**Work required:**
What is needed here is an exact copy of every entry.
======== Raw data
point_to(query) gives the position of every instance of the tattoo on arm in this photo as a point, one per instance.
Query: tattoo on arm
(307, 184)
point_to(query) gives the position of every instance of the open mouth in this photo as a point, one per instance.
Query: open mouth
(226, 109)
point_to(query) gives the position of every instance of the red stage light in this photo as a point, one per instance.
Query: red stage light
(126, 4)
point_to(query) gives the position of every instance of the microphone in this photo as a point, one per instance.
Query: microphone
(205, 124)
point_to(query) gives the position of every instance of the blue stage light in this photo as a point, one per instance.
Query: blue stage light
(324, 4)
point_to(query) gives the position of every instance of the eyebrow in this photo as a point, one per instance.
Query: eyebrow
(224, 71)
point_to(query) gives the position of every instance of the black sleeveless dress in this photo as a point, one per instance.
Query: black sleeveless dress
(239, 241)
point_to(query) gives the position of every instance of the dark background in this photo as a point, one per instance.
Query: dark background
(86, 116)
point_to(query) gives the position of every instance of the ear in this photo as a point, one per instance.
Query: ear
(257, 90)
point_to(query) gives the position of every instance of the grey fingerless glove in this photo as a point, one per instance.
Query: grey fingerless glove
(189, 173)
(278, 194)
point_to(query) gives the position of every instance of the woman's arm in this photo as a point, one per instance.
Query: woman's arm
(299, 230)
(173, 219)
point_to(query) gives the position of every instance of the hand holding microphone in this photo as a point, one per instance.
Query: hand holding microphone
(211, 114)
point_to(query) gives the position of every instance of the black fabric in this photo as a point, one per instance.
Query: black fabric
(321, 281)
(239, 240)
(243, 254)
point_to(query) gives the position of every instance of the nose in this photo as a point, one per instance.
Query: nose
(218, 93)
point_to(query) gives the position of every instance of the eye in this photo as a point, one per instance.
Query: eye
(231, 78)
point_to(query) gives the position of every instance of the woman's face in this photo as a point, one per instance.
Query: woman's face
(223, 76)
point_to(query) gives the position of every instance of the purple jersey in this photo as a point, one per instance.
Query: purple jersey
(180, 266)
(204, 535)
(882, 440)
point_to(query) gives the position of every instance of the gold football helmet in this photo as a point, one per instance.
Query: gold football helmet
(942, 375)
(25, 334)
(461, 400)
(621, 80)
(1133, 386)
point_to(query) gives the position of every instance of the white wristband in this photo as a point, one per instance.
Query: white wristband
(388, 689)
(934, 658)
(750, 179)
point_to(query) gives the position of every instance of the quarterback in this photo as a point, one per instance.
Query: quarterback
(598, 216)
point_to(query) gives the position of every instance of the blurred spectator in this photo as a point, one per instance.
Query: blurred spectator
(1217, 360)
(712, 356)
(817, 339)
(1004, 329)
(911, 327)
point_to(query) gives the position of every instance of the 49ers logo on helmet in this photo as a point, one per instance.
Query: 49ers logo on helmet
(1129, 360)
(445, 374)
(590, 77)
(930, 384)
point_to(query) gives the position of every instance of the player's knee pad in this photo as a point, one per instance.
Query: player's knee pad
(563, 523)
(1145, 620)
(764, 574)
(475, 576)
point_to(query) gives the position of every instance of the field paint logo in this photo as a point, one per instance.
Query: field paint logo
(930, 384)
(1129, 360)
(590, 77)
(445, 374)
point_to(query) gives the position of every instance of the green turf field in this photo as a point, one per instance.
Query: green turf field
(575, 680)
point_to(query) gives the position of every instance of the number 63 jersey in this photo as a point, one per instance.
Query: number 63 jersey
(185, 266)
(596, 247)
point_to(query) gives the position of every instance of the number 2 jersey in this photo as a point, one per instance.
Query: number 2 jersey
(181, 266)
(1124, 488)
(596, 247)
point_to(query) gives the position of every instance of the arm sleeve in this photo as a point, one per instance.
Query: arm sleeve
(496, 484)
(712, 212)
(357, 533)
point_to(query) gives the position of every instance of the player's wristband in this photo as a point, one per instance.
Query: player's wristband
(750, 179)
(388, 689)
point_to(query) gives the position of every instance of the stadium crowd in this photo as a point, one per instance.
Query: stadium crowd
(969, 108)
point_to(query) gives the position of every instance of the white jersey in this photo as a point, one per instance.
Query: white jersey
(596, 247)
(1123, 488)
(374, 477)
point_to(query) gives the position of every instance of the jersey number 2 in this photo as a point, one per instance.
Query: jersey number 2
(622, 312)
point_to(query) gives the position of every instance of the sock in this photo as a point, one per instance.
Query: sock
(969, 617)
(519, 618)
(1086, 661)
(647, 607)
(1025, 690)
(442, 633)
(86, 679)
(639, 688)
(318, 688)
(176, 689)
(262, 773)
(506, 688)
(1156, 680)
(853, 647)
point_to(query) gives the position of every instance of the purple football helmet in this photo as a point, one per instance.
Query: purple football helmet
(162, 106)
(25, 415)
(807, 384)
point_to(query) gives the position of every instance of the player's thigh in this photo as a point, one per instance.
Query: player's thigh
================
**Exercise answer:**
point_to(query) gives the position of every instance of the tattoo on arm in this photo as a point, one per instance.
Query: tattoo on arm
(307, 184)
point_to(query) gives the position of every instance of the open mouth in this photo as a point, one per instance.
Query: open mouth
(226, 109)
point_to(query) gives the position of every instance of the red stage light in this photo as a point, one per instance.
Query: red stage light
(126, 4)
point_to(query) gives the position of every instance of the microphone in this photo as a point, one per instance.
Query: microphone
(205, 124)
point_to(query) gives the position of every instance of the blue stage light in this photo as a point, one per instance.
Query: blue stage light
(324, 4)
point_to(query) gives the position of every instance of the eyebrow in this photo as a point, one per instance.
Query: eyebrow
(224, 71)
point_to(query) gives the position of every instance of the black sleeveless dress in this photo as a point, one per instance.
Query: black sleeveless dress
(239, 241)
point_to(query) gives the position of every instance of the dark background in this photo as a point, one per instance.
Query: dark background
(86, 116)
point_to(query) gives the position of every instance of the ear in this photo as a point, one per instance.
Query: ear
(257, 90)
point_to(query) gives the position of every instance of the grey fingerless glove in this photo as a point, one per instance.
Query: grey fingerless glove
(189, 173)
(278, 194)
point_to(query) gives the position of every instance of the woman's arm in this photo as a point, one per instance.
Query: woman's arm
(299, 230)
(173, 219)
point_to(query) gives the position of every instance of the hand holding microphone in this photo as a point, one per instance.
Query: hand holding microphone
(211, 114)
point_to(query) gives the position of every instance of the black fabric in this photo as a point, one per instance.
Query: black fabric
(321, 281)
(239, 240)
(243, 254)
point_to(query) gives the position of every instance of the nose in this photo as a point, one per instance.
Query: nose
(218, 93)
point_to(query) gives the position of every instance of the eye in this photo as a point, one per instance.
Query: eye
(231, 78)
point_to(query) gives the position of every instance of the woman's face in this photo as a point, one per instance.
Query: woman's face
(223, 76)
point_to(query) gives the position of every instance of the purple jersey in this photo as a point, one per instance.
Query: purple jersey
(180, 266)
(204, 535)
(882, 440)
point_to(query) gives the position of every instance of the gold football helmet in this photo as a point, one per instance.
Query: gold football helmet
(942, 375)
(25, 334)
(461, 400)
(621, 80)
(1133, 386)
point_to(query) gives the position of every instance of the white wristband in this photo as a point, one per instance.
Query: white wristband
(388, 689)
(934, 658)
(750, 179)
point_to(query) gives the position of every instance of the quarterback in this photo as a point, one per instance.
Query: quarterback
(598, 216)
point_to(query) gives the position of every instance of the blurred spectator in this photo as a point, one per instance.
Query: blurred spectator
(1217, 360)
(712, 356)
(817, 339)
(1004, 329)
(911, 327)
point_to(query) gives the position of every instance of the 49ers logo on helmet in this photo as a point, one per instance.
Query: 49ers logo on helmet
(1129, 360)
(445, 374)
(590, 77)
(930, 384)
point_to(query) gives the position of every instance of the player's knee pad in this photo as a point, one per instance.
Query: player's knee pad
(563, 523)
(1145, 620)
(764, 574)
(475, 576)
point_to(query) gives the position of every instance of the field paint logo in this photo as a point, one per instance.
Query: field paint logo
(930, 384)
(1129, 360)
(590, 77)
(445, 374)
point_to(query) gives the position of every instance of the green turf field in this photo as a point, one per instance.
Query: green turf field
(575, 680)
point_to(query) gives the position of every instance of the number 63 jersey in this photo as a point, one per instance.
Query: number 63 jersey
(185, 266)
(596, 247)
point_to(query) gives the position of every instance of the number 2 jersey in this photo as a point, one per instance.
Query: number 2 jersey
(181, 266)
(1124, 488)
(596, 247)
point_to(query) gives the position of every instance of the arm sleeve in this photo as a point, one per instance.
Query: arm sleeve
(496, 484)
(712, 212)
(357, 533)
point_to(query) gives the position of every instance of the player's wristband in this photo as a point, one per instance.
Query: player's wristband
(750, 179)
(388, 689)
point_to(query) gives the position of every instance of the stadium crowd in this photo as a point, one per instance.
Query: stadium crowd
(969, 108)
point_to(query) gives the position of every instance of the white jersey in this photo as a point, one per instance.
Query: white jersey
(596, 247)
(1123, 488)
(374, 477)
point_to(query) gives the position of every instance of the jersey number 2 in this photo as a point, one per instance.
Query: jersey number 2
(622, 312)
point_to(query) gives the position of every instance of the sock in this photo as a point, one per instance.
Query: sock
(969, 617)
(519, 618)
(1086, 661)
(647, 607)
(1025, 690)
(442, 633)
(86, 679)
(639, 688)
(318, 688)
(176, 689)
(262, 773)
(506, 688)
(1156, 680)
(853, 647)
point_to(query) gives the position of every instance of the purple football helmet in this photo as a point, one per instance.
Query: purple football helmet
(162, 106)
(25, 415)
(807, 384)
point_to(query) gives the position of every instance of the player's thigh in this photo as a point, one per instance.
Query: player's thigh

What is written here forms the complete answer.